▸ What the task requires: Rewrite the listing below with "Place a pin on each instance" changed to "Put a marker on every one" wherever it appears and every other line kept the same. Leave the pictures out.

+ + + +

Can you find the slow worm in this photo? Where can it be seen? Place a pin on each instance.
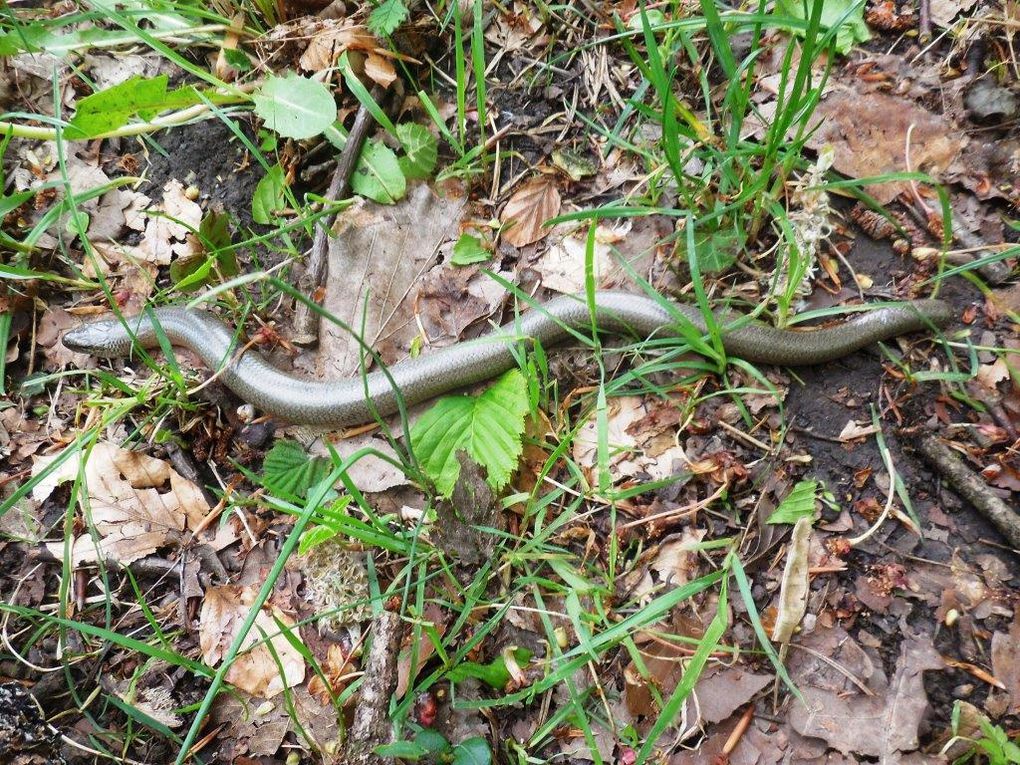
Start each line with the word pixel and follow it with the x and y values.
pixel 344 403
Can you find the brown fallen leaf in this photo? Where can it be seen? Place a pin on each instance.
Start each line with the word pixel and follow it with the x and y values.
pixel 1006 664
pixel 137 503
pixel 255 669
pixel 655 451
pixel 868 134
pixel 527 210
pixel 883 724
pixel 376 260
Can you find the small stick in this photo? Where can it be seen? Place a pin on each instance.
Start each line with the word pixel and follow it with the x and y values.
pixel 924 26
pixel 971 488
pixel 371 725
pixel 305 319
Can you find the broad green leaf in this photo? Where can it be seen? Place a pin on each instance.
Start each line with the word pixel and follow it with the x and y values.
pixel 110 109
pixel 238 59
pixel 295 106
pixel 431 741
pixel 800 503
pixel 469 250
pixel 214 231
pixel 288 471
pixel 268 196
pixel 473 751
pixel 488 426
pixel 377 175
pixel 11 202
pixel 852 31
pixel 420 149
pixel 402 751
pixel 198 270
pixel 716 250
pixel 314 537
pixel 387 16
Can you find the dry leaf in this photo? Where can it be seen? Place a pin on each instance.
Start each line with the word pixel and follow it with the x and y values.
pixel 137 503
pixel 795 587
pixel 379 69
pixel 169 234
pixel 527 210
pixel 254 670
pixel 562 265
pixel 868 134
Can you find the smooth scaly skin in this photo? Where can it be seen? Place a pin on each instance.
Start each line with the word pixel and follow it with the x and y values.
pixel 345 403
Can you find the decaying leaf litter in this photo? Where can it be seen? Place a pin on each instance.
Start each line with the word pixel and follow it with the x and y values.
pixel 606 585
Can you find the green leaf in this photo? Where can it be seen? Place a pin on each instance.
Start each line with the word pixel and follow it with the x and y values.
pixel 295 106
pixel 377 175
pixel 469 250
pixel 800 503
pixel 269 196
pixel 214 231
pixel 431 741
pixel 420 149
pixel 473 751
pixel 716 249
pixel 494 674
pixel 314 537
pixel 852 31
pixel 237 59
pixel 401 751
pixel 110 109
pixel 489 427
pixel 387 16
pixel 288 471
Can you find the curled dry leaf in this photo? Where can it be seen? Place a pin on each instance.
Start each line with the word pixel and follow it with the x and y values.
pixel 525 213
pixel 794 591
pixel 336 37
pixel 255 669
pixel 138 504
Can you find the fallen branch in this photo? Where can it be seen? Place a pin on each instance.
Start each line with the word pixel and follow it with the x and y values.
pixel 971 488
pixel 371 725
pixel 305 318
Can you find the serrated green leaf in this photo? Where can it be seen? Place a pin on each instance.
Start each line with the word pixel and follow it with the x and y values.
pixel 420 150
pixel 314 537
pixel 852 31
pixel 469 250
pixel 387 16
pixel 295 106
pixel 237 59
pixel 800 503
pixel 288 471
pixel 110 109
pixel 495 673
pixel 214 231
pixel 196 271
pixel 488 426
pixel 716 250
pixel 431 741
pixel 377 175
pixel 268 196
pixel 473 751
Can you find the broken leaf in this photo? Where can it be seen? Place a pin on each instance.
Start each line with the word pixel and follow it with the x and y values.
pixel 527 210
pixel 255 669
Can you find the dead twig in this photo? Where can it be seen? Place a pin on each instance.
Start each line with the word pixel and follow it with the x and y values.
pixel 371 725
pixel 305 318
pixel 971 488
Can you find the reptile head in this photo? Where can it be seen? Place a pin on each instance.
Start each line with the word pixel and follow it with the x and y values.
pixel 100 338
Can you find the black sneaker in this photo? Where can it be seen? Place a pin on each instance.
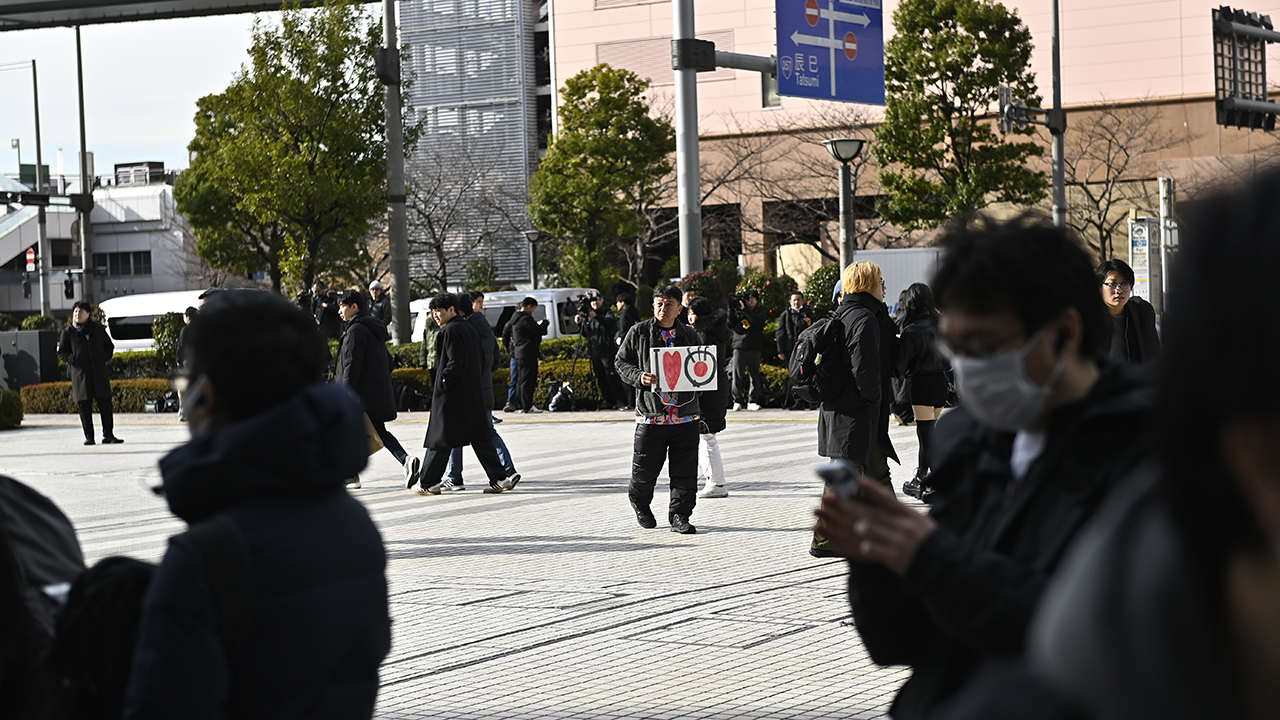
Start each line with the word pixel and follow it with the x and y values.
pixel 645 518
pixel 680 524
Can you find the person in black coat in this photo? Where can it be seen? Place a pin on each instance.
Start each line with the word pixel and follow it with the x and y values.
pixel 324 309
pixel 526 340
pixel 712 328
pixel 379 304
pixel 746 320
pixel 471 309
pixel 1046 429
pixel 365 367
pixel 922 369
pixel 1133 337
pixel 272 446
pixel 86 347
pixel 791 323
pixel 460 414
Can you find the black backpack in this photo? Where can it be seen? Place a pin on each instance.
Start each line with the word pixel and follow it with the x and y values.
pixel 92 650
pixel 814 373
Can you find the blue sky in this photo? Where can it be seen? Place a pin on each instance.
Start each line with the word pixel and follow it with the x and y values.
pixel 141 85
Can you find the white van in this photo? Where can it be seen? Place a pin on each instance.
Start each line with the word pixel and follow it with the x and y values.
pixel 560 302
pixel 129 317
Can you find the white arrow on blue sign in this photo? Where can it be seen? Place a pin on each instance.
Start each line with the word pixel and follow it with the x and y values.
pixel 831 50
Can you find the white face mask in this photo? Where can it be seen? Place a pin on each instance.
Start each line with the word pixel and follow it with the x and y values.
pixel 997 391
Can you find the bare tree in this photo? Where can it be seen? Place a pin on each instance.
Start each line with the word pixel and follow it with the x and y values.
pixel 1109 168
pixel 456 205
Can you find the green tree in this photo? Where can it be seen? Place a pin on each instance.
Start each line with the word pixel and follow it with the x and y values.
pixel 602 168
pixel 942 72
pixel 289 162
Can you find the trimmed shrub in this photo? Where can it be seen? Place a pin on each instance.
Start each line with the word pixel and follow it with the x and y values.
pixel 40 323
pixel 817 291
pixel 165 329
pixel 707 285
pixel 10 409
pixel 138 364
pixel 127 396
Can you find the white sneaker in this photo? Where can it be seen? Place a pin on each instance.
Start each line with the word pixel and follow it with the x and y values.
pixel 411 465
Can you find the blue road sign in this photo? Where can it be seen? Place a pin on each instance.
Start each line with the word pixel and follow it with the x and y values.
pixel 831 50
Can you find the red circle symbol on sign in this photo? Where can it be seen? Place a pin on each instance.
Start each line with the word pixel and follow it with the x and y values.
pixel 810 12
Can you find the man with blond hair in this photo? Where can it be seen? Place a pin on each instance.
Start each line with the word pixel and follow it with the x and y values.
pixel 854 424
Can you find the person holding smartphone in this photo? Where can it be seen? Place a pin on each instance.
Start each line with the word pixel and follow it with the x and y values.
pixel 1047 427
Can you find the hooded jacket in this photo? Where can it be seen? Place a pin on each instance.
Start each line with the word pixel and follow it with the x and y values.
pixel 365 365
pixel 974 582
pixel 320 625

+ + + +

▸ Response below:
Can you find the slow worm in this photo? Where can it be seen? Put a marker on every one.
Start each line with the word pixel and follow it with the x and y values.
pixel 344 403
Can you find the brown fallen leaf in this photo? Where can it be seen? Put a marker on every one.
Start each line with the word pixel and follow it with the x and y values.
pixel 1006 664
pixel 137 503
pixel 255 669
pixel 655 451
pixel 868 134
pixel 527 210
pixel 883 724
pixel 376 260
Can you find the small stick in this photo? Where can it be seen? Put a marker on every one.
Start each line with the word pixel and follow it with the x and y values.
pixel 924 26
pixel 971 488
pixel 371 725
pixel 305 319
Can you find the broad green leaf in this photo? Where can it be seen? Put a marker on every one.
Start each line with the word pixel and follow it with the x and y values.
pixel 110 109
pixel 238 59
pixel 295 106
pixel 431 741
pixel 800 503
pixel 469 250
pixel 214 231
pixel 288 471
pixel 268 196
pixel 473 751
pixel 488 426
pixel 377 175
pixel 11 202
pixel 852 31
pixel 420 149
pixel 402 751
pixel 198 270
pixel 716 250
pixel 314 537
pixel 387 16
Can you find the dry leaf in this photo? Where can it be seen? Put a marker on every one.
Start each line with the word pixel and follow it with the x and y values.
pixel 137 503
pixel 795 587
pixel 379 69
pixel 169 234
pixel 527 210
pixel 254 670
pixel 562 265
pixel 868 134
Can you find the smooth scaly skin in this photo? Where can it be seen? Put a marker on every one.
Start each line with the word pixel and follow it with the x and y values.
pixel 345 403
Can you find the decaying leaf litter in this photo? Where can it be seen? Put a marker on every one.
Start each line with the word pixel and follow it with the x and y values.
pixel 606 585
Can you find the green leaf in this photo? Where can it be seen? Put a marker on every one.
Start each line with the word pixel and follow it with the x and y values.
pixel 295 106
pixel 377 175
pixel 469 250
pixel 800 503
pixel 269 196
pixel 214 231
pixel 431 741
pixel 420 149
pixel 473 751
pixel 716 249
pixel 494 674
pixel 314 537
pixel 852 31
pixel 237 59
pixel 401 751
pixel 110 109
pixel 489 427
pixel 387 16
pixel 288 471
Can you find the curled dry leaf in this photo? Where can it be seen? Put a marker on every one.
Start each line with the word pixel and follow it with the x and y values.
pixel 525 213
pixel 794 591
pixel 336 37
pixel 255 669
pixel 138 504
Can you find the fallen branch in this photo? Where can it be seen? Put a marker on every one.
Start each line with the word pixel and follow it with the x and y values.
pixel 971 488
pixel 371 725
pixel 305 318
Can you find the serrated green leaf in this photo? Where can it be seen? Put a marker on every one.
Start each line with the word pixel and follow it with the x and y values.
pixel 420 150
pixel 314 537
pixel 852 31
pixel 469 250
pixel 387 16
pixel 295 106
pixel 237 59
pixel 800 503
pixel 288 471
pixel 110 109
pixel 495 673
pixel 214 231
pixel 196 271
pixel 488 426
pixel 716 250
pixel 431 741
pixel 377 175
pixel 268 196
pixel 473 751
Can you find the broken leaf in this photo? Where can it be seen? Put a marker on every one.
Start each line with the word pixel and follow it with the x and y values.
pixel 527 210
pixel 255 669
Can you find the dead twig in this photo? Where can it be seen? Put a marker on every one.
Start each line with the word pixel and follow it with the x and y values.
pixel 371 725
pixel 305 318
pixel 971 488
Can you find the reptile head in this photo? Where can it be seen? Put a marker on every one.
Start each line with the word pixel and follow it with the x and y values.
pixel 100 338
Can you find the black sneaker in this photo? Where can it be seen? Put a marker on every one.
Start each line with the word pixel and follow it with the x and y values.
pixel 645 518
pixel 680 524
Can you find the person in black coat in this photo? Where can it be seen? Put a marker on every one.
Start each line with the word pixel and follow it with the x and y values.
pixel 324 309
pixel 526 340
pixel 712 328
pixel 379 304
pixel 746 320
pixel 471 309
pixel 1046 429
pixel 365 367
pixel 922 369
pixel 1133 337
pixel 272 446
pixel 86 347
pixel 791 323
pixel 460 414
Can you find the black backpack in this photo? Where can it be seen? Put a marker on every one.
Start each line with the word pixel and follow it with the x and y values.
pixel 92 650
pixel 814 373
Can you find the blue sky in this photo? Where can it be seen? Put a marker on every one.
Start each line with the word pixel and follow it with the x and y values.
pixel 141 85
Can you find the white van in this photo? Where can it be seen? Put a marker on every one.
Start each line with the word pixel and follow it with the x and y values.
pixel 560 302
pixel 129 317
Can you find the white arrow on blue sign in this photo? Where can it be seen? Put a marker on every one.
Start each line with the word pixel and follow it with the x and y values.
pixel 831 50
Can you find the white face mask in this photo? Where can it be seen? Put a marker on every one.
Start each line with the word pixel and follow it with the x and y values.
pixel 997 391
Can you find the bare tree in this photo? Where can it be seen? Put a marker on every one.
Start each line with the word pixel and follow it with the x and y values.
pixel 1109 168
pixel 456 205
Can you find the green tree in this photo? Where can it be seen? Put a marker on every one.
Start each line with the word pixel and follow it with the x and y values.
pixel 602 168
pixel 942 72
pixel 289 162
Can you find the trimmed shrub in this photo? Where can it be seen? Put a marker on every one.
Start each line with the word pixel and follow it with the x and y values.
pixel 40 323
pixel 817 291
pixel 165 329
pixel 707 285
pixel 10 409
pixel 138 364
pixel 127 396
Can you find the white sneaker in this photo? Where can it be seen? Put a marker on every one.
Start each line with the word pixel and follow it with the x and y values.
pixel 411 465
Can you find the blue road sign in this photo? Where can it be seen? Put a marker on every one.
Start each line with the word pixel and follow it with the x and y values.
pixel 831 50
Can you find the red circle symbol on sign in this photo? Where can it be seen? Put a marker on every one.
Start each line with the word pixel and follow it with the x and y values.
pixel 810 12
Can you find the man with blond hair in this photo? Where can it be seen? Put a marker on every one.
Start each line with the word pixel and follow it with the x and y values.
pixel 854 424
Can you find the person holding smartphone in this photo? Where can it be seen? Put a marker on every one.
Start each line with the word pixel and follow it with the x and y values.
pixel 1047 427
Can you find the hooded jacket in this photo? Where can it be seen? Put a marker on every one.
Start each line with the word pixel and follow it with the x and y values.
pixel 365 365
pixel 974 582
pixel 320 625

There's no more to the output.